→ **Material supplied**
=======

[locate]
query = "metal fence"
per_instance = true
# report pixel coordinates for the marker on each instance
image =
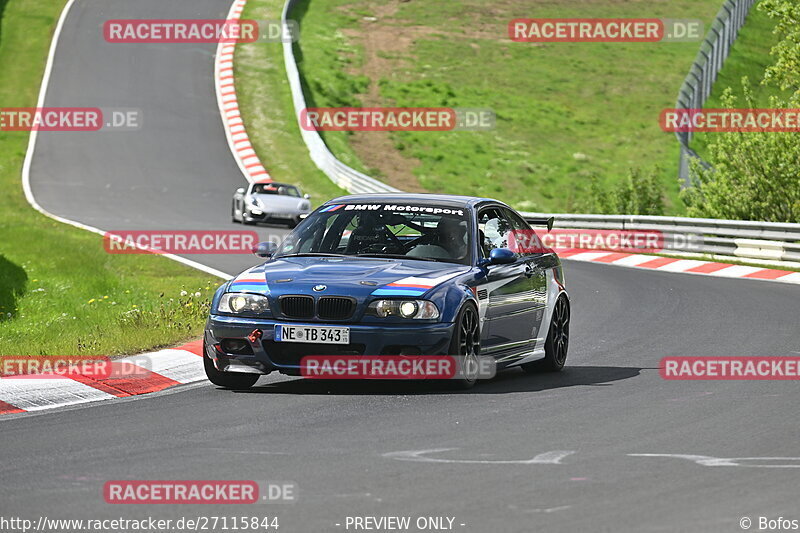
(699, 82)
(752, 240)
(347, 178)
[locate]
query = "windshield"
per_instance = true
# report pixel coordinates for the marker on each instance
(429, 233)
(276, 188)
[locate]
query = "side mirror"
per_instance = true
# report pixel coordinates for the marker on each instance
(265, 249)
(501, 256)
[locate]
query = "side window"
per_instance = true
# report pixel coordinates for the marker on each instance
(493, 230)
(525, 241)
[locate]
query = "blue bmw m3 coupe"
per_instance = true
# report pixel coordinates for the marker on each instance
(393, 275)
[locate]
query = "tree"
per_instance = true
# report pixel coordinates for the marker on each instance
(756, 175)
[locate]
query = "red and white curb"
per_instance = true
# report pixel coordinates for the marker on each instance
(154, 372)
(686, 266)
(235, 131)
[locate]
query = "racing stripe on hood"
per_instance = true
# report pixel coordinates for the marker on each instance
(413, 285)
(248, 281)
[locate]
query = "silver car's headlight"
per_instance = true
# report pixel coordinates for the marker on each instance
(416, 309)
(240, 303)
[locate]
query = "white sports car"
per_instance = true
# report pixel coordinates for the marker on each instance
(269, 201)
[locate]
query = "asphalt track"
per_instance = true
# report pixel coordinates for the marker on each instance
(338, 442)
(176, 171)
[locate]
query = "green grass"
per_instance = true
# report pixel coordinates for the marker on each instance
(268, 112)
(749, 57)
(60, 292)
(552, 101)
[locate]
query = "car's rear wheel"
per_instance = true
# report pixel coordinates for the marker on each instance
(466, 344)
(229, 380)
(557, 342)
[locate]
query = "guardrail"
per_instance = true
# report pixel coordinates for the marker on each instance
(699, 82)
(771, 241)
(348, 178)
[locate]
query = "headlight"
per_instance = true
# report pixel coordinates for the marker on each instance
(417, 309)
(239, 303)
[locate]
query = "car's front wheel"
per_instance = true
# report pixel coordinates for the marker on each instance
(466, 344)
(229, 380)
(557, 342)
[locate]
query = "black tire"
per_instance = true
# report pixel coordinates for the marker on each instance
(229, 380)
(557, 343)
(466, 342)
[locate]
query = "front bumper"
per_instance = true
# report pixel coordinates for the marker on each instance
(264, 215)
(268, 355)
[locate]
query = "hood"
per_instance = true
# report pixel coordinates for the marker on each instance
(356, 277)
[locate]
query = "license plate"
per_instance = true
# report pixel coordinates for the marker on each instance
(313, 334)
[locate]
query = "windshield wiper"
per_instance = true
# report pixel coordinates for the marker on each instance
(311, 254)
(401, 256)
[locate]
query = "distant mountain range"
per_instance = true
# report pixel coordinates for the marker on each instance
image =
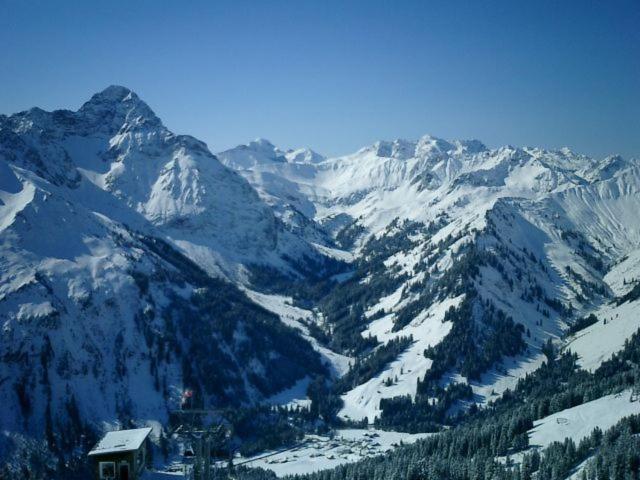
(135, 263)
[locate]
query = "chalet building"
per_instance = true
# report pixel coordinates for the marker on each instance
(120, 455)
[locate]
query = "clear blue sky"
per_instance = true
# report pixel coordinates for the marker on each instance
(337, 75)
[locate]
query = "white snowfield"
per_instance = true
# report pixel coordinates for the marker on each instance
(295, 317)
(578, 422)
(539, 200)
(76, 186)
(321, 453)
(601, 340)
(427, 329)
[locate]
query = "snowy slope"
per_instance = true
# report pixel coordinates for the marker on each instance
(578, 422)
(557, 221)
(101, 313)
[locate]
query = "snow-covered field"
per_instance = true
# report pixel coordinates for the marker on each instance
(427, 329)
(320, 453)
(601, 340)
(578, 422)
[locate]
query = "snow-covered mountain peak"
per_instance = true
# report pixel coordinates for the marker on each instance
(304, 155)
(116, 107)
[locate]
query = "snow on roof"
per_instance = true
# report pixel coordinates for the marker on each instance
(121, 441)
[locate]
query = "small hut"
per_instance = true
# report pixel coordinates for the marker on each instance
(120, 455)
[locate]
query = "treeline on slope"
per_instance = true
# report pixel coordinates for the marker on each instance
(481, 335)
(325, 396)
(213, 335)
(200, 331)
(469, 450)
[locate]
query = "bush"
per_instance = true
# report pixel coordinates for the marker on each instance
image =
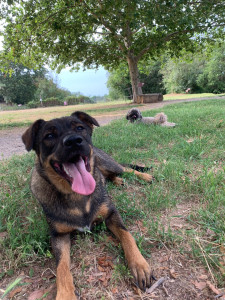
(53, 101)
(73, 100)
(33, 104)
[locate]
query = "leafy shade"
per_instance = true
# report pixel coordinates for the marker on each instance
(66, 33)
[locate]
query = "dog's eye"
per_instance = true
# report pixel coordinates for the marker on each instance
(79, 128)
(49, 136)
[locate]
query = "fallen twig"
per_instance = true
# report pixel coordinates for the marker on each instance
(155, 285)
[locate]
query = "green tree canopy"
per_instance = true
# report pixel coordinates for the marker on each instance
(21, 85)
(104, 32)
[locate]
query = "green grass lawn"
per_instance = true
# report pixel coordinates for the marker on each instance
(188, 166)
(15, 118)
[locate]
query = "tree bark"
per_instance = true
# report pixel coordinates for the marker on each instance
(133, 69)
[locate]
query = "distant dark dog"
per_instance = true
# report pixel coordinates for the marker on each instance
(69, 182)
(160, 119)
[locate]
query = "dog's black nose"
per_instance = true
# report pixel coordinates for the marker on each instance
(72, 140)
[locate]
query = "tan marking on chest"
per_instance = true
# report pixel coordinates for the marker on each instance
(102, 212)
(76, 212)
(63, 228)
(88, 206)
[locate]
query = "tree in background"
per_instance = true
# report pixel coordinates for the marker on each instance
(47, 88)
(212, 78)
(20, 86)
(182, 74)
(150, 75)
(65, 33)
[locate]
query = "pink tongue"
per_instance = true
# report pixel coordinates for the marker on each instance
(83, 182)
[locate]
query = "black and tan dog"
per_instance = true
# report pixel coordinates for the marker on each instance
(69, 182)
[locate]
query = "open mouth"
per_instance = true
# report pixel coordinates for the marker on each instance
(77, 173)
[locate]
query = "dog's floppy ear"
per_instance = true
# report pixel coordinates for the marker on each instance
(90, 121)
(30, 134)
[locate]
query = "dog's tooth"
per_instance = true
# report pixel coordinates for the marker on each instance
(66, 170)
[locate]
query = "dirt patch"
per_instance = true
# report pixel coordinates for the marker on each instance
(11, 143)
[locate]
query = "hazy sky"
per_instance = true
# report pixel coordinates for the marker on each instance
(88, 83)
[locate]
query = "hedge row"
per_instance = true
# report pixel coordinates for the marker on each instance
(53, 101)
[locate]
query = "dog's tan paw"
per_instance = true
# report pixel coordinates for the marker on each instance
(145, 176)
(141, 271)
(66, 296)
(118, 181)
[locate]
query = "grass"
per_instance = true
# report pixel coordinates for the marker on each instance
(188, 96)
(23, 118)
(188, 165)
(16, 118)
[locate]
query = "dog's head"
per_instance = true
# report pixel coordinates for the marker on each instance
(133, 115)
(64, 150)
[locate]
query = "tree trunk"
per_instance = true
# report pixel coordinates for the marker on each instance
(133, 69)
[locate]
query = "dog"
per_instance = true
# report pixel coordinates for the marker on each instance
(160, 119)
(68, 180)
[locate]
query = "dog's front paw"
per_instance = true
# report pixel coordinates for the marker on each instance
(140, 269)
(66, 296)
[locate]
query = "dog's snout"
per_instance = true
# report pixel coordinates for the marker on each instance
(72, 140)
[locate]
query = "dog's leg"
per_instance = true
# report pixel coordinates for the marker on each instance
(138, 265)
(64, 279)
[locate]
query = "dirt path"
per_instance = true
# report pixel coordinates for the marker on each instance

=======

→ **Written task**
Set the data above down again exactly as given, with no pictures.

→ **Response to the exercise**
[locate]
query = "metal fence"
per_instance = true
# report pixel coordinates for the marker on each instance
image =
(699, 82)
(752, 240)
(347, 178)
[locate]
query = "windshield"
per_instance = true
# report pixel coordinates for the marker on each instance
(429, 233)
(276, 188)
[locate]
query = "side mirror"
per_instance = true
# report pixel coordinates for the marker on each instance
(265, 249)
(501, 256)
[locate]
query = "side window"
per_instance = true
# report pixel coordinates for the marker on each instance
(493, 230)
(525, 241)
[locate]
query = "blue bmw m3 coupe"
per_instance = true
# report pixel coordinates for the marker on each instance
(393, 275)
[locate]
query = "tree"
per_instance = true
# report pixel coordinates for the marker on each instance
(756, 175)
[locate]
query = "red and white curb"
per_instance = true
# report pixel coordinates for the marker on each instance
(154, 372)
(686, 266)
(235, 131)
[locate]
query = "racing stripe on hood"
per_instance = true
# report pixel coordinates for the marker on each instance
(413, 285)
(248, 281)
[locate]
query = "silver car's headlight"
per_instance = true
# report pixel coordinates for the marker on each instance
(416, 309)
(240, 303)
[locate]
query = "white sports car"
per_instance = true
# report pixel coordinates for the marker on each instance
(269, 201)
[locate]
query = "asphalt track"
per_instance = true
# report pixel coordinates for the marker on each instance
(338, 442)
(176, 171)
[locate]
query = "green grass"
per_instance = true
# report pixel coordinates for the marker on each instance
(268, 112)
(749, 57)
(60, 292)
(552, 101)
[locate]
query = "car's rear wheel"
per_instance = true
# report pixel coordinates for the marker on each instance
(466, 344)
(229, 380)
(557, 342)
[locate]
query = "guardrail"
per_instance = true
# report pixel coordinates for the marker on each instance
(699, 82)
(771, 241)
(348, 178)
[locate]
query = "headlight"
per_instance = true
# report pixel coordinates for the marker on each instance
(417, 309)
(239, 303)
[locate]
query = "car's front wheel"
per_instance = true
# report pixel coordinates for the marker on each instance
(466, 344)
(229, 380)
(557, 342)
[locate]
query = "black tire"
per_instance = true
# report pixel coordinates for the marker on each instance
(229, 380)
(557, 343)
(466, 342)
[locate]
query = "front bumper"
per_instance = true
# report pixel coordinates for the marker on each instance
(264, 215)
(268, 355)
[locate]
query = "hood"
per_instance = true
# report pixel coordinates for the marker on each instance
(356, 277)
[locate]
query = "license plate"
per_instance = true
# report pixel coordinates for the marker on each instance
(313, 334)
[locate]
query = "windshield wiper"
per_instance = true
# report pixel coordinates for the marker on each instance
(311, 254)
(401, 256)
[locate]
query = "distant mountain range"
per_instance = true
# report pixel coordinates for the marker on each instance
image =
(135, 263)
[locate]
query = "chalet building"
per_instance = true
# report pixel coordinates for the marker on each instance
(120, 455)
[locate]
query = "clear blue sky"
per_instance = true
# report pixel coordinates for the marker on each instance
(337, 75)
[locate]
query = "white snowfield"
per_instance = true
# report pixel coordinates for the marker on each instance
(295, 317)
(578, 422)
(539, 200)
(76, 186)
(321, 453)
(601, 340)
(427, 329)
[locate]
query = "snowy slope"
per_instance = true
# report pixel coordinates for the marker on each instance
(578, 422)
(557, 221)
(101, 313)
[locate]
query = "snow-covered field"
per_instance = true
# report pixel coordinates for the marker on each instance
(427, 329)
(320, 453)
(601, 340)
(578, 422)
[locate]
query = "snow-covered mountain peak"
per_instance = true
# report pixel coordinates for the marker on each instance
(304, 155)
(116, 107)
[locate]
query = "snow on roof"
per_instance = true
# report pixel coordinates for the marker on each instance
(121, 441)
[locate]
query = "small hut"
per_instance = true
# report pixel coordinates for the marker on each instance
(120, 455)
[locate]
query = "treeline on slope"
per_instance = true
# report pixel coordinates for the marker on each instance
(481, 335)
(325, 396)
(213, 335)
(200, 331)
(469, 450)
[locate]
query = "bush"
per_instance = true
# report pixel coordinates for the marker on each instance
image =
(53, 101)
(73, 100)
(33, 104)
[locate]
query = "leafy shade"
per_instance = true
# report pixel coordinates for the marker on each instance
(66, 33)
[locate]
query = "dog's eye"
per_instance = true
# report pixel coordinates for the marker on each instance
(79, 128)
(49, 136)
[locate]
query = "fallen twig"
per_instance = true
# report pixel coordinates for the marker on each instance
(155, 285)
[locate]
query = "green tree canopy"
per_instance = true
# report pixel coordinates for the marker on each instance
(21, 85)
(104, 32)
[locate]
query = "green grass lawn"
per_instance = true
# report pixel coordinates for the marker on each instance
(188, 166)
(15, 118)
[locate]
query = "tree bark"
per_instance = true
# report pixel coordinates for the marker on each instance
(133, 69)
[locate]
query = "distant dark dog"
per_instance = true
# report pixel coordinates for the marker on each instance
(69, 182)
(160, 119)
[locate]
query = "dog's black nose"
per_instance = true
# report pixel coordinates for the marker on each instance
(72, 140)
[locate]
query = "tan marking on chest"
per_instance = true
# report pixel coordinates for the marker on each instance
(102, 212)
(76, 212)
(63, 228)
(88, 206)
[locate]
query = "tree in background"
per_instance = true
# report pixel coordinates for the marker on each instance
(47, 88)
(212, 78)
(20, 86)
(182, 74)
(150, 75)
(65, 33)
[locate]
query = "pink tongue"
per_instance = true
# report pixel coordinates for the marker on each instance
(83, 182)
[locate]
query = "black and tan dog"
per_instance = true
# report pixel coordinates for the marker on each instance
(69, 182)
[locate]
query = "open mouth"
per_instance = true
# report pixel coordinates for the marker on each instance
(77, 173)
[locate]
query = "dog's floppy ear"
per_instance = true
# report pixel coordinates for the marker on each instance
(90, 121)
(30, 134)
[locate]
query = "dog's tooth"
per_instance = true
# report pixel coordinates for the marker on each instance
(66, 170)
[locate]
query = "dirt patch"
per_instance = true
# report pixel coordinates for the marker on each instance
(11, 143)
[locate]
query = "hazy sky"
per_instance = true
# report pixel coordinates for the marker on each instance
(88, 83)
[locate]
query = "hedge row"
per_instance = true
# report pixel coordinates for the marker on each instance
(53, 101)
[locate]
query = "dog's tan paw"
per_instance = true
# report pixel coordinates for the marker on each instance
(145, 176)
(141, 271)
(66, 296)
(118, 181)
[locate]
query = "grass"
per_instance = true
# report pixel coordinates for the marker on each instance
(188, 96)
(23, 118)
(188, 165)
(16, 118)
[locate]
query = "dog's head"
per_instance = true
# report pixel coordinates for the marker on each instance
(133, 115)
(64, 150)
[locate]
query = "tree trunk"
per_instance = true
# report pixel coordinates for the marker on each instance
(133, 69)
[locate]
query = "dog"
per_instance = true
# report pixel coordinates for the marker on each instance
(160, 119)
(68, 180)
[locate]
query = "dog's front paw"
per_instance = true
# report pixel coordinates for the marker on each instance
(140, 269)
(66, 296)
[locate]
query = "dog's snout"
per_instance = true
# report pixel coordinates for the marker on each instance
(72, 140)
[locate]
query = "dog's leg"
per_instance = true
# report pixel coordinates for the marker on each instance
(138, 265)
(64, 279)
[locate]
query = "dirt path"
per_instance = true
# report pixel coordinates for the marker on each instance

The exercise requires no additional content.